------ Source material

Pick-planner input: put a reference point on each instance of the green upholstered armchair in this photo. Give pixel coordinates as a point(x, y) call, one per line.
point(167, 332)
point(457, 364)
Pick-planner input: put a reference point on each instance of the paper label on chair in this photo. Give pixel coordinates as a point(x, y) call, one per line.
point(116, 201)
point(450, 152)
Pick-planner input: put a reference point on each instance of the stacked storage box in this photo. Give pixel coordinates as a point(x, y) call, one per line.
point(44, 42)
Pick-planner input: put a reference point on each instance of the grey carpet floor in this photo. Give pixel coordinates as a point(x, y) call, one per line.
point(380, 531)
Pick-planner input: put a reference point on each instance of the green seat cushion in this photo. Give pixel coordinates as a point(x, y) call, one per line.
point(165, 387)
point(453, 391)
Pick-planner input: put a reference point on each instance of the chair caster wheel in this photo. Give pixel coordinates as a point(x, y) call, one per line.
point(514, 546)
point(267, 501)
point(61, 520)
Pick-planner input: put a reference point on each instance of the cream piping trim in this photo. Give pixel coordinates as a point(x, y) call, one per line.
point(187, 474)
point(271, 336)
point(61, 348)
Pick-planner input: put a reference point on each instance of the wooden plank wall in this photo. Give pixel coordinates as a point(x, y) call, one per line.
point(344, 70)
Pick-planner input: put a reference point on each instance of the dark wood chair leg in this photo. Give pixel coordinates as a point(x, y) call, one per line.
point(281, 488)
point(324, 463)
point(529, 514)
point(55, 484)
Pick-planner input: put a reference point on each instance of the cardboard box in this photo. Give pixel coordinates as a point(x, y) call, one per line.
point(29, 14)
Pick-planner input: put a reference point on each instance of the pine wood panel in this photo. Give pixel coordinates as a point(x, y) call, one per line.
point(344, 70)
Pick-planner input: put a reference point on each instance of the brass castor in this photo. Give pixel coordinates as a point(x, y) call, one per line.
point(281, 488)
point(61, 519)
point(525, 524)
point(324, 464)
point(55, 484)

------------

» Directions: Retype every one of the records above, copying each line word for word.

» Reply:
Pick-planner input: put a reference point on each instance of the green upholstered armchair in this photo. Give pixel coordinates as a point(x, y) call, one per line.
point(167, 332)
point(457, 364)
Pick-planner input: put a reference point on each instance of the paper label on chair in this photo. Give pixel coordinates as a point(x, y) call, one per line.
point(116, 201)
point(450, 152)
Pick-planner input: put a reference point on each instance of the stacked storage box in this photo. Give pixel coordinates as a point(x, y) call, one per line.
point(44, 42)
Pick-planner input: put a reference point on each instance of the grey carpet floor in this photo. Give pixel coordinates as a point(x, y) call, one per line.
point(380, 531)
Pick-planner input: put a reference point on each instance of the green seat cushion in this photo. Give pixel coordinates as a point(x, y) call, one per line.
point(165, 387)
point(453, 391)
Pick-planner input: put a reference point on each instance of the chair caster wheel in this photo. Give pixel coordinates as a point(x, y) call, one per line.
point(514, 546)
point(267, 501)
point(61, 520)
Pick-planner input: put a reference point on each instance of the cream piping trim in this photo. Give pixel coordinates as a point(x, y) call, one per line.
point(187, 474)
point(271, 336)
point(61, 348)
Pick-planner input: put a reference point on each instance of the wooden plank wall in this photo. Give pixel coordinates as a point(x, y) call, one per line.
point(344, 70)
Pick-planner input: put a reference point on each instance of the dark wood chair leg in this photo. Give pixel coordinates as a point(x, y) call, one per line.
point(281, 488)
point(324, 463)
point(529, 514)
point(55, 484)
Pick-planner input: put a reference point on each instance of the cardboard box in this photo. Give pixel coordinates as a point(x, y) call, one per line.
point(29, 14)
Pick-planner input: put a reference point on each instance of the pine wood panel in this photo. Give pixel coordinates as a point(x, y) call, one per line.
point(344, 70)
Pick-planner input: put a reference point on each instance of the brass castor in this photo. Give pixel coordinates as a point(x, y) call, one per line.
point(281, 488)
point(61, 519)
point(525, 524)
point(324, 464)
point(55, 484)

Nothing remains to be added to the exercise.